* TASK INSTRUCTIONS
Transcribe all of the records word for word, please, omitting the pictures.

[Dataset excerpts]
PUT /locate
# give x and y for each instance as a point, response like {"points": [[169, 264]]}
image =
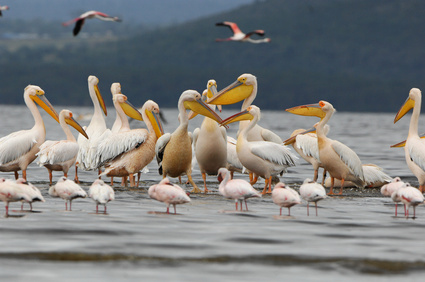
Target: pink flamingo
{"points": [[79, 22], [312, 192], [285, 197], [237, 189], [238, 35], [168, 193]]}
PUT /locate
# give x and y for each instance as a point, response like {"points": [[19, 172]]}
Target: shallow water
{"points": [[353, 237]]}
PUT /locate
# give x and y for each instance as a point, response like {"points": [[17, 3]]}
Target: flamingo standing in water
{"points": [[79, 22], [237, 189], [238, 35], [285, 197], [168, 193]]}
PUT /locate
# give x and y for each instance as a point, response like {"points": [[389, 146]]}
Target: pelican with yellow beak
{"points": [[19, 149], [244, 88], [414, 148], [174, 151], [210, 142], [96, 130], [263, 158], [339, 160], [61, 155], [128, 151]]}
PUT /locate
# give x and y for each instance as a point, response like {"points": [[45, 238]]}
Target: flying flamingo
{"points": [[79, 22], [238, 35]]}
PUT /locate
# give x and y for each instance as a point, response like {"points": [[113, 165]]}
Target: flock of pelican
{"points": [[124, 152]]}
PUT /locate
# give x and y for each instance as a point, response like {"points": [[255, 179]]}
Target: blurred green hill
{"points": [[360, 55]]}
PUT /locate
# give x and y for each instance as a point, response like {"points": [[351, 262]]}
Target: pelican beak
{"points": [[72, 122], [201, 108], [308, 110], [292, 139], [235, 92], [42, 101], [244, 115], [131, 111], [156, 123], [407, 106], [100, 99]]}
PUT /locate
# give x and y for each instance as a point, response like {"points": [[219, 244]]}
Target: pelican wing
{"points": [[119, 143], [273, 152], [373, 173], [417, 152], [308, 144], [349, 157], [55, 152], [16, 145], [160, 145]]}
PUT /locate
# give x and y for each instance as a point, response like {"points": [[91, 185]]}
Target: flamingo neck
{"points": [[65, 128], [413, 127], [38, 121]]}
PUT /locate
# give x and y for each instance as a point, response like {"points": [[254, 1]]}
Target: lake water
{"points": [[354, 237]]}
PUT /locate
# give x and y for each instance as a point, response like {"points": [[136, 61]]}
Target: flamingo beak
{"points": [[407, 106], [308, 110], [234, 93], [42, 101], [100, 99], [72, 122]]}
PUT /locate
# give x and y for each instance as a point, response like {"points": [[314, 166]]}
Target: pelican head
{"points": [[94, 81], [115, 88], [237, 91], [69, 119], [192, 100], [126, 106], [37, 95], [414, 95], [318, 110], [152, 112], [248, 114]]}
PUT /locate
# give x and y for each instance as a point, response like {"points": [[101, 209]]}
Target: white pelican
{"points": [[61, 155], [389, 189], [237, 189], [10, 191], [238, 35], [244, 88], [284, 196], [174, 151], [409, 196], [3, 8], [374, 177], [101, 193], [168, 193], [311, 191], [414, 149], [18, 149], [96, 130], [339, 160], [33, 192], [116, 89], [128, 151], [67, 190], [305, 144], [210, 144], [79, 22], [262, 158]]}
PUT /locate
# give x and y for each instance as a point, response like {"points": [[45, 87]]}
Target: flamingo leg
{"points": [[204, 176], [76, 175]]}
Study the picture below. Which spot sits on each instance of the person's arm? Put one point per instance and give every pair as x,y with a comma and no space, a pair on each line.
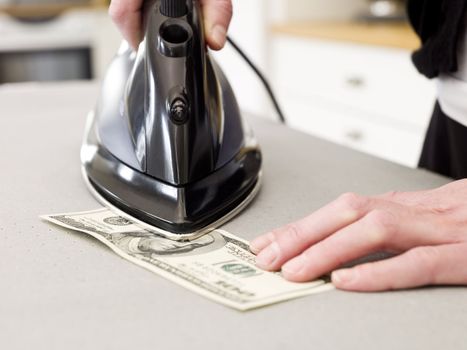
217,15
427,229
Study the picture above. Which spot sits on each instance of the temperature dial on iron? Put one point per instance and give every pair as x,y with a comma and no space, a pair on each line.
179,110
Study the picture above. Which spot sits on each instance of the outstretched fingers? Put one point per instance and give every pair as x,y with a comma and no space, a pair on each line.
127,16
217,17
275,248
445,264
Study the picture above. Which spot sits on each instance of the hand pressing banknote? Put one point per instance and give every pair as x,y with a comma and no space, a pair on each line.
217,265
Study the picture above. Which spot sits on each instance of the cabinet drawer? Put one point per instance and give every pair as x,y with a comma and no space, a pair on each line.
377,80
346,127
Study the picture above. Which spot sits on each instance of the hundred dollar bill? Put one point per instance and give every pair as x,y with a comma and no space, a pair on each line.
217,265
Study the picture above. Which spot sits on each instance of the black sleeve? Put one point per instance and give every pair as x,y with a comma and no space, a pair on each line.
438,23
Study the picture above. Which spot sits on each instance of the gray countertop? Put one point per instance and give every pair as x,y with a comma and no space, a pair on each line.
63,290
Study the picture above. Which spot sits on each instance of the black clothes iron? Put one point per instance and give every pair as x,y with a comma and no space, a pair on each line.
166,144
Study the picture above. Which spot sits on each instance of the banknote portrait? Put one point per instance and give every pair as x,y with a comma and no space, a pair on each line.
151,244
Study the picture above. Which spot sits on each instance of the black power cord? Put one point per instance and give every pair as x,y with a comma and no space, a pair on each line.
261,77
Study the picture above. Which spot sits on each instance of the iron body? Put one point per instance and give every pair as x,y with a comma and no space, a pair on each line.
166,144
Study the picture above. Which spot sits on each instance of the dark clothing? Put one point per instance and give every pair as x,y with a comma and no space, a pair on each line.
439,24
445,147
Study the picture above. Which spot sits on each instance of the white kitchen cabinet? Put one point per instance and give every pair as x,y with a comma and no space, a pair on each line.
366,97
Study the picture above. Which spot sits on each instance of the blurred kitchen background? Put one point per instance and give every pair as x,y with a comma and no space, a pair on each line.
341,68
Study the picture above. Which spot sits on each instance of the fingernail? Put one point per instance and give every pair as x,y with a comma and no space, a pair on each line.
343,276
259,243
267,256
218,35
293,266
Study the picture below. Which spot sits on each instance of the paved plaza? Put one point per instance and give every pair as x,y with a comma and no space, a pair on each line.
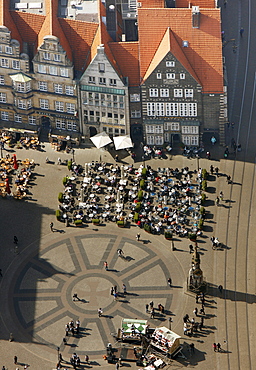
38,283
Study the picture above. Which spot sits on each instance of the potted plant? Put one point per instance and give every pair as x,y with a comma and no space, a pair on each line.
148,228
140,195
60,197
168,235
78,222
192,237
120,223
95,221
58,214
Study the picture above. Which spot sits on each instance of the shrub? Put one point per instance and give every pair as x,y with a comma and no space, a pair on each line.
204,174
140,195
203,198
60,197
58,214
200,224
204,185
65,180
144,173
168,235
136,217
142,184
69,165
202,210
138,207
147,228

* REPLY TO THE TASK
PUT /locate
# give x and y for each instance as a point, response like {"points": [[169, 264]]}
image =
Target: pink flamingo
{"points": [[79, 22], [312, 192], [285, 197], [237, 189], [238, 35], [168, 193]]}
PUT /locate
# give x and y for each instance as a point, response like {"points": [[19, 172]]}
Target: shallow water
{"points": [[353, 237]]}
PUT /locate
# give x and y for each instance as a point, response like {"points": [[17, 3]]}
Target: flamingo standing in water
{"points": [[79, 22], [237, 189], [238, 35], [285, 197], [168, 193]]}
PUT /locate
# give x and y for each instance as a point, response like {"points": [[389, 146]]}
Target: pelican with yellow beak
{"points": [[19, 149], [244, 88], [414, 148], [174, 151], [210, 142], [96, 130], [263, 158], [339, 160], [61, 155], [128, 151]]}
PUT /locate
# give x and y for each instance as a point, response like {"points": [[45, 238]]}
Target: flying flamingo
{"points": [[79, 22], [238, 35]]}
PUT /locate
# give x and y for each instance as a point, response like {"points": [[113, 165]]}
Target: flock of pelican
{"points": [[124, 152]]}
PUT /locate
# give x and y for each instance as a point, response like {"points": [[255, 179]]}
Target: blurred green hill
{"points": [[360, 55]]}
PUT /locate
# give x and y for each instance as a point, response like {"points": [[351, 262]]}
Target: pelican beak
{"points": [[72, 122], [201, 108], [308, 110], [292, 139], [235, 92], [42, 101], [244, 115], [131, 111], [156, 123], [407, 106], [100, 99]]}
PUT /locate
# give x and y for each instance as a point, response like {"points": [[219, 244]]}
Target: pelican wing
{"points": [[119, 143], [273, 152], [373, 173], [417, 152], [308, 144], [349, 157], [55, 152], [16, 145], [160, 145]]}
PUT /locate
# give x and y for each instance as a point, response like {"points": [[91, 185]]}
Target: flamingo neck
{"points": [[65, 128], [413, 127], [38, 121]]}
PUT /locate
# give x and y for each instance as a point, response like {"points": [[254, 1]]}
Target: lake water
{"points": [[354, 237]]}
PUT /locate
# give x and y for each instance as a point, response like {"points": [[136, 61]]}
Target: flamingo beak
{"points": [[407, 106], [308, 110], [234, 93], [42, 101], [100, 99], [72, 122]]}
PUT /locate
# give x and y for each instance as a point, response like {"points": [[314, 166]]}
Target: pelican head
{"points": [[94, 81], [115, 88], [237, 91], [69, 119], [192, 100], [126, 106], [37, 95], [414, 95], [318, 110], [152, 112], [248, 114]]}
PUT /locate
# give x and y for each instance as a point, response like {"points": [[101, 209]]}
Target: white pelican
{"points": [[61, 155], [389, 189], [237, 189], [10, 191], [238, 35], [244, 88], [284, 196], [174, 151], [409, 196], [3, 8], [374, 177], [101, 193], [168, 193], [311, 191], [414, 149], [18, 149], [96, 130], [339, 160], [33, 192], [116, 89], [128, 151], [67, 190], [305, 144], [210, 144], [79, 22], [262, 158]]}
PUT /locate
# give x and y for each instance as a point, response like {"points": [[45, 87]]}
Target: flamingo leg
{"points": [[204, 176], [76, 175]]}
Study the picture below. Which spot sits on each instance of the person's arm? Put one point per instance and give every pair as x,y with a comma and no space, a pair on each line.
217,15
427,229
Study the picture above. Which spot sits on each instance of the temperature dial on iron? Put one point per instance and give every pair as x,y with a comma and no space, a pair on each line.
179,110
Study the picture above. Which spot sits on each instance of the outstretched fingers? Put one point per instance and give every pair as x,y with a comma and no space, a pair on each line.
127,16
217,17
275,248
445,264
Study the picture above. Which spot sits on each instance of the hand pressing banknote? Put one point per instance and give every pair as x,y with a comma and no space, a pair on each line.
217,265
Study the picture above. Which spot sits on each instance of the cabinet drawer? Put one point per instance and give every pair as x,y with a comma and no space, a pair on each line.
377,80
346,127
Study the picture above. Which spot sits on each instance of the hundred dollar bill? Put one point per instance and give every pair as x,y with a comma and no space, a pair on each line.
217,265
Study the picture above. Which spot sits on each instance of the black sleeve? Put one point per instance and give every pair as x,y with a comma and no space, a pair on each line.
438,23
Study the picture above. Which spot sits on each instance of the gray countertop? Put one point per instance and give every pair as x,y with a comma and no space, a pair on each line.
63,290
Study the picture above. Which spot sits on each instance of the black clothes iron? Put one point per instance and give every pair as x,y with a comma and no space, a pair on each line.
166,144
Study the picture above. Which spot sits on each instance of the banknote portrait? Put one point per instance and give every pair as x,y with a comma and no space, a pair on each line.
151,244
Study the picture above. Which spot sits on each instance of the black power cord? Put one point per instance and give every pair as x,y with a comma and no space, a pair on each line.
261,77
Study the picture above. Which spot sits on each instance of the iron body? Put one point per instance and give every pair as x,y with a comma and no space, a pair on each line.
166,144
Study the picture above. Which spot sits on each instance of the dark clothing? Put one point per instance and give every pair as x,y with a comma and no space, a pair on each line.
439,24
445,147
Study the picture above. Which spot sits on each instance of the white kitchen cabinet? Put one point per instance and give every pair as x,y with a comma and no space, a pair on each line.
366,97
Study the picture above. Which spot sits on each instance of the blurred kitchen background? Put one point per instance and give every pair as x,y with a comma and no space, a pair on each line.
341,68
Study the picture above. Which spot sits on each instance of the fingernail? Put one point per instance and give every pair as x,y with a comma and no space, a pair on each line.
343,276
259,243
267,256
218,35
293,266
Study the picture below. Which spot sits on each instance of the paved plaza? Put one point per instance and give every pair as x,y with a comma and no space, a pair on each line.
38,283
Study the picture above. Which spot sits on each instance of the potted plant? Put one point per instance and give every pair as x,y with a comma and no space, a pair on each line.
148,228
140,195
60,197
168,235
78,222
192,237
120,223
95,221
58,214
Study the picture above. Which spot sits on each instance of the shrub? Put one point per instance and give every pair as x,y with a comma and no space, a pair on each line.
204,174
140,195
203,198
60,197
58,214
200,224
204,185
65,180
144,173
168,235
136,217
142,184
69,165
202,210
138,207
147,228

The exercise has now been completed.